▶ Position annotation records
## START
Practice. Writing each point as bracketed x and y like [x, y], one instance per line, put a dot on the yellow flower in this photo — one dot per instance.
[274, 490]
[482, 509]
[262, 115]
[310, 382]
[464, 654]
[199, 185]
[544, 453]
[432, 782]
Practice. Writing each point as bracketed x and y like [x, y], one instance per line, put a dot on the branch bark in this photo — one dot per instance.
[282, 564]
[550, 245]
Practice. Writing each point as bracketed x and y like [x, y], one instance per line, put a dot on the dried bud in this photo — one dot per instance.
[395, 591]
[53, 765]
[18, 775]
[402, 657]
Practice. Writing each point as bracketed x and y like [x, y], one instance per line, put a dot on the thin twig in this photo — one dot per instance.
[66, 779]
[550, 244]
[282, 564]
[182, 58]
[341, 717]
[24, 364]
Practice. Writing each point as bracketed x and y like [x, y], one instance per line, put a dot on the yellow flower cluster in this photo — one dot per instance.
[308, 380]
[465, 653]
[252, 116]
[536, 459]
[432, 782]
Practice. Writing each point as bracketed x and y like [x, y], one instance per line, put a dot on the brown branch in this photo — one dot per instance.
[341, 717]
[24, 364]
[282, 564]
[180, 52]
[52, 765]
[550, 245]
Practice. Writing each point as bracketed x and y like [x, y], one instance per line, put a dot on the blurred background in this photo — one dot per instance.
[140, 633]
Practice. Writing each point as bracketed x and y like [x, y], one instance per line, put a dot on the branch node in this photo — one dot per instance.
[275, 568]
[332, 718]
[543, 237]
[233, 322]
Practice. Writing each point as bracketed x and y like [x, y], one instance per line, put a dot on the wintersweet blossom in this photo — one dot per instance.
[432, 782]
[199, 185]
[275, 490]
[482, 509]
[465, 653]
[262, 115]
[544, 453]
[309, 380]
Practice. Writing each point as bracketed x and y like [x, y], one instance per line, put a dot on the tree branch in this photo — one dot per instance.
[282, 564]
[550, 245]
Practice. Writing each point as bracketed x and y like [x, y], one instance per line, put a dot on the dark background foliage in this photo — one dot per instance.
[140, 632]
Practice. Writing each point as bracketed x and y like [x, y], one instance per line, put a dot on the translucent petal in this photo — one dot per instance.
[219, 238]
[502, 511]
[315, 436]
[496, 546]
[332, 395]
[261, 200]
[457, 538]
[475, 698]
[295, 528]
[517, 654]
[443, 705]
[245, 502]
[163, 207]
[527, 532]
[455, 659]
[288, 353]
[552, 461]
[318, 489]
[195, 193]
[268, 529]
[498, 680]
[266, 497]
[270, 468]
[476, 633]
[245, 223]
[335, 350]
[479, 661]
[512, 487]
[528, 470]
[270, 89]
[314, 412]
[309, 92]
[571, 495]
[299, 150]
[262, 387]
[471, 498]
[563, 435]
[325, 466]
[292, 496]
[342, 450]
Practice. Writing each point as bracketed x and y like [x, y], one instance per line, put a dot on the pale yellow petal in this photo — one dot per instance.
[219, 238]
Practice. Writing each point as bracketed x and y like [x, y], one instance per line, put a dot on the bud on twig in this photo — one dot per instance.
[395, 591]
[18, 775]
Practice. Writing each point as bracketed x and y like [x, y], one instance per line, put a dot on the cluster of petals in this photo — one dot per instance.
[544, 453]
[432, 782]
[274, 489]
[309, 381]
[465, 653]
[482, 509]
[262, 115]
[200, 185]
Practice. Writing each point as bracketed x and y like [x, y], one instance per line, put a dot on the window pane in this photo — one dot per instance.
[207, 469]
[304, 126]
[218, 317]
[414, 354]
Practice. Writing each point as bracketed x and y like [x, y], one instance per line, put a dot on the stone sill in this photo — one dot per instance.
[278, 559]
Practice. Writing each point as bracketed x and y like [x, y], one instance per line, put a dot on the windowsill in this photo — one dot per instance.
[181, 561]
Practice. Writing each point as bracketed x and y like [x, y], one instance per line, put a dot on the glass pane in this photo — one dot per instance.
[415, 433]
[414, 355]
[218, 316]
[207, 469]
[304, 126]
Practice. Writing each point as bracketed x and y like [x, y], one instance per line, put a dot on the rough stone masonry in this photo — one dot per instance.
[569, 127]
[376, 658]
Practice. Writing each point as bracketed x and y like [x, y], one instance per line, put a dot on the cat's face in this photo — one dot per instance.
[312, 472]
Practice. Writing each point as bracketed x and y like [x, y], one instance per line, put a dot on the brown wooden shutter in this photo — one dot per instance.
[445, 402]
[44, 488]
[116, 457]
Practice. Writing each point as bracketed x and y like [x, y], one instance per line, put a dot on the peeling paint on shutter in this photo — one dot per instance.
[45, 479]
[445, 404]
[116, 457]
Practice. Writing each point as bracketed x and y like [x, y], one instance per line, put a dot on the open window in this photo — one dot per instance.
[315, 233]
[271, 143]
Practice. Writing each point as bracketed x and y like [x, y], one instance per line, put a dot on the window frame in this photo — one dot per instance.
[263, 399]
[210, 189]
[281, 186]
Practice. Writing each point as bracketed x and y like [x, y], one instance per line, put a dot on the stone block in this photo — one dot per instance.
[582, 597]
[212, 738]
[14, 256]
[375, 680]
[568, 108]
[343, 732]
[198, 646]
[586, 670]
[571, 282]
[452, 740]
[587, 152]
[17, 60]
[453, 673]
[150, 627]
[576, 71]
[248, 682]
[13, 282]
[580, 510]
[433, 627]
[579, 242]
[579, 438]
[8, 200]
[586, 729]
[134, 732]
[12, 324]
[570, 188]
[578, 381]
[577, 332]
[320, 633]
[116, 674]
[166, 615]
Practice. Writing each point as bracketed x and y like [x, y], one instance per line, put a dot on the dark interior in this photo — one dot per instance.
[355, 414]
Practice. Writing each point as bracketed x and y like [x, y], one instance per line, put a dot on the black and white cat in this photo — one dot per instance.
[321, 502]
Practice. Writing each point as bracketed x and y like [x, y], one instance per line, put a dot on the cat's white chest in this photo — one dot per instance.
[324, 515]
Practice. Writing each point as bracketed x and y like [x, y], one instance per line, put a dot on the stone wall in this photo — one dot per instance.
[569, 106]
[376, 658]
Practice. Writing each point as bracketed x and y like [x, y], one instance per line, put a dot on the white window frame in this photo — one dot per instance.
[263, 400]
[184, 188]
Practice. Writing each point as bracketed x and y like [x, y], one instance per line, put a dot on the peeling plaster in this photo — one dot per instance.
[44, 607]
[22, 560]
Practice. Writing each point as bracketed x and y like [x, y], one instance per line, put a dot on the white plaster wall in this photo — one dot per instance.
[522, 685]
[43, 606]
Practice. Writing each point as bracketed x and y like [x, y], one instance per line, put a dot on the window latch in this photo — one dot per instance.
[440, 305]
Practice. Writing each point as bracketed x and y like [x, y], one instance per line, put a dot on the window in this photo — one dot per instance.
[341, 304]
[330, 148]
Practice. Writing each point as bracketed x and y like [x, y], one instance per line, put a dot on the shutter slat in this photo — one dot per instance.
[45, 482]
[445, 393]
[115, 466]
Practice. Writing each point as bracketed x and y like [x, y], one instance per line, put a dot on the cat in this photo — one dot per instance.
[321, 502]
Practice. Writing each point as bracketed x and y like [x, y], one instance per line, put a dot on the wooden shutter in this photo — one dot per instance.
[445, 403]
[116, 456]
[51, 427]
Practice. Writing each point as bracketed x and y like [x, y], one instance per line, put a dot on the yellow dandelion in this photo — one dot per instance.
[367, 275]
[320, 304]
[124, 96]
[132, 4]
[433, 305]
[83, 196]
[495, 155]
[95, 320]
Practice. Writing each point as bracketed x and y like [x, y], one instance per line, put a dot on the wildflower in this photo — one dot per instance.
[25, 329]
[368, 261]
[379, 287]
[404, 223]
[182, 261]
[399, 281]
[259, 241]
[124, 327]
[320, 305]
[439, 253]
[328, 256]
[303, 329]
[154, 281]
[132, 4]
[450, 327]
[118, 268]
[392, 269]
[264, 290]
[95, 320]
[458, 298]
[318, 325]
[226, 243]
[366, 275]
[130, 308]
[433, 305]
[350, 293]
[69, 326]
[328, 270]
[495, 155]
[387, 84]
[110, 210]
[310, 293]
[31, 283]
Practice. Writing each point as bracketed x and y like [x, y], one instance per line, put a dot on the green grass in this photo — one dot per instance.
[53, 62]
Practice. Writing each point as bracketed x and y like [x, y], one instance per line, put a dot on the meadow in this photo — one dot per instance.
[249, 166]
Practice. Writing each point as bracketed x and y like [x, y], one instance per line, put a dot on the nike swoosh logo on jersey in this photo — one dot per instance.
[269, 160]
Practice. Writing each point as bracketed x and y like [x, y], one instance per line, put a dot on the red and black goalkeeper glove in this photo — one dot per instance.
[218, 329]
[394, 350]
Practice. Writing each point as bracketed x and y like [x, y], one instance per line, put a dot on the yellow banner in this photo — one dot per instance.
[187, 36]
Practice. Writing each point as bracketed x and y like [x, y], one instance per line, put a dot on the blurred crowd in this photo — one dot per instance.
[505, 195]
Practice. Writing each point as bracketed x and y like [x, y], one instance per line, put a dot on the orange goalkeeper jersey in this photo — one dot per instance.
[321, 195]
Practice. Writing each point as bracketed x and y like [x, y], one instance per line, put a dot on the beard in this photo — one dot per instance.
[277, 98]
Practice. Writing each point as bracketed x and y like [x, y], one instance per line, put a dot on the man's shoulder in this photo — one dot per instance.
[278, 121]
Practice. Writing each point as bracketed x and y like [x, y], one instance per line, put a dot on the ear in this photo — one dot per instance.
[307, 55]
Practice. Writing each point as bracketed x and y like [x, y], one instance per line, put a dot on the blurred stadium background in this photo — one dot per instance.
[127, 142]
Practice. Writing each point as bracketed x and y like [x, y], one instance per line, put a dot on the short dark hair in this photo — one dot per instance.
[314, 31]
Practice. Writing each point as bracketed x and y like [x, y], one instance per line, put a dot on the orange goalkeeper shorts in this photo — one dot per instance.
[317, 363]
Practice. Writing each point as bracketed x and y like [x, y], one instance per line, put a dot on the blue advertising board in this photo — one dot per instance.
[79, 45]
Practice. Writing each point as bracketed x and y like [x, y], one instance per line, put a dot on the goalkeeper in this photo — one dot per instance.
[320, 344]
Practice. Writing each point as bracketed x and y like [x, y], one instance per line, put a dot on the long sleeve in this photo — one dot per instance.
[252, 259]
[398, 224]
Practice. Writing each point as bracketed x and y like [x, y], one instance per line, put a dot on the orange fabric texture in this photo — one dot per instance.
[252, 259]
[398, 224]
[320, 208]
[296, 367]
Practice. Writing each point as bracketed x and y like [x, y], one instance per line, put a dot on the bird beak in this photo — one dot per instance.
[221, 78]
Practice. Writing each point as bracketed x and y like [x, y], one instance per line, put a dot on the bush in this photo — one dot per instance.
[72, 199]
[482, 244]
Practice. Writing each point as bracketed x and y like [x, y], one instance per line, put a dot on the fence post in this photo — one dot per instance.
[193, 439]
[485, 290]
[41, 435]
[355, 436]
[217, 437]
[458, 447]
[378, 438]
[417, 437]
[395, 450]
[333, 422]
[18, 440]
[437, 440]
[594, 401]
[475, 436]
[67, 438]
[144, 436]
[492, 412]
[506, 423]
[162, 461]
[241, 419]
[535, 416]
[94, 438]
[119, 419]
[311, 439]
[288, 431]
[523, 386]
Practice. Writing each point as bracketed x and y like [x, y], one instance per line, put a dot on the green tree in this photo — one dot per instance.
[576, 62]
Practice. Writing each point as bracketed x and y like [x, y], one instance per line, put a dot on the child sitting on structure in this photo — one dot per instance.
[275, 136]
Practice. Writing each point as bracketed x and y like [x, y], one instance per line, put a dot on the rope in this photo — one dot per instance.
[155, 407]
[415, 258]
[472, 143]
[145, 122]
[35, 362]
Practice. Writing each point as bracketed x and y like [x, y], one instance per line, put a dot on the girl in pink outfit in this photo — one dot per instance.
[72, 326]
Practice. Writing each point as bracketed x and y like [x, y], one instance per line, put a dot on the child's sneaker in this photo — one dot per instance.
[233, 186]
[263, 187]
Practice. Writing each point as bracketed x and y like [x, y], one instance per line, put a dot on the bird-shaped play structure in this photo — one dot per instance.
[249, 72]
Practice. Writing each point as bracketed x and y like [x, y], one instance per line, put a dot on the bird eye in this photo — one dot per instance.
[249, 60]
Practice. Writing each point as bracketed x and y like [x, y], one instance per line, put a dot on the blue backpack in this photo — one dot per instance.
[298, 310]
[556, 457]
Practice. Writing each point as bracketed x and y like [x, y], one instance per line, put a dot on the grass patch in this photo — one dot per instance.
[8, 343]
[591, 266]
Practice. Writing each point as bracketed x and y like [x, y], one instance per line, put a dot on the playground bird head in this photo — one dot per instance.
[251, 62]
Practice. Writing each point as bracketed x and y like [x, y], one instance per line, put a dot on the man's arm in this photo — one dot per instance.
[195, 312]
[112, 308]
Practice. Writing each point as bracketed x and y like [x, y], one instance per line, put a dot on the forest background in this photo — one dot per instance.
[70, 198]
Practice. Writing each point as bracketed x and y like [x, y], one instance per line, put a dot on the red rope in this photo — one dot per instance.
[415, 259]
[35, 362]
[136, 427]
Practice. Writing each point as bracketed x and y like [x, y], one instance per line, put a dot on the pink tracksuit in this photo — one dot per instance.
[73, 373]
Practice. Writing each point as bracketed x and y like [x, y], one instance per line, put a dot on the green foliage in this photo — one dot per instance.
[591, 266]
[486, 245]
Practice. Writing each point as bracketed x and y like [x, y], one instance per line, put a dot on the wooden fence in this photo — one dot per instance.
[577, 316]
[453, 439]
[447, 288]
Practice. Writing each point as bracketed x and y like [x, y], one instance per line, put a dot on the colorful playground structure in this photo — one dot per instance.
## END
▶ PROBLEM TO WORK ON
Reproduce verbatim the lines of the records above, beginning with the line that contains "on the bird-shaped" and continuing through the final line of the records.

▶ WRITTEN RESPONSE
Practice. Writing each point as bracketed x and y like [x, y], one instance per line, put a dot on the bird-shaped play structure in this photo — one dot per instance.
[249, 72]
Practice. Writing each point as bracketed x and y like [x, y], one instance per line, put a dot on the bird eye in this photo — one dot per instance.
[249, 60]
Practice. Writing each point as bracketed x and y like [x, y], one instance per line, put a dot on the blue backpack in this photo — one dot per instance.
[298, 310]
[556, 457]
Practice. Writing each point as bracketed x and y like [x, y], one instance per line, put a dot on the grass patch in this photo — one dot per instance.
[8, 343]
[591, 266]
Practice. Writing each point as bracketed x and y like [x, y], one instance per line, put a dot on the playground bird head in this photo — one dot per instance.
[251, 62]
Practice. Writing each point as bracketed x and y like [x, y], one instance per line, put a dot on the man's arm in this photo — one dot per instance.
[195, 312]
[112, 308]
Practice. Writing each point as bracketed x and y like [x, y], one instance per line, put a dot on the forest background in this photo — one dot per instance.
[70, 198]
Practice. Writing each point as bracketed x and y like [x, y], one instance per line, put a dot on the red rope in this photo — one dot per instance.
[415, 259]
[35, 362]
[136, 427]
Practice. Writing each point as bracketed x and y like [x, y], one instance per line, put a dot on the pink tracksuit in this photo — one dot per instance.
[73, 373]
Practice. Writing each point as bracketed x and y like [x, y], one instance per line, put a dot on the green foliage in this photo — one dot per instance.
[591, 266]
[486, 245]
Practice. Writing each point as bracketed x and y like [x, y], one instance per line, put a dot on the wooden fence in this photo — one dot per instance.
[577, 316]
[453, 439]
[447, 288]
Practice. Writing each point as bracketed x and y like [x, y], one instance per line, put a dot on the colorful playground structure in this photo — one dot per instance.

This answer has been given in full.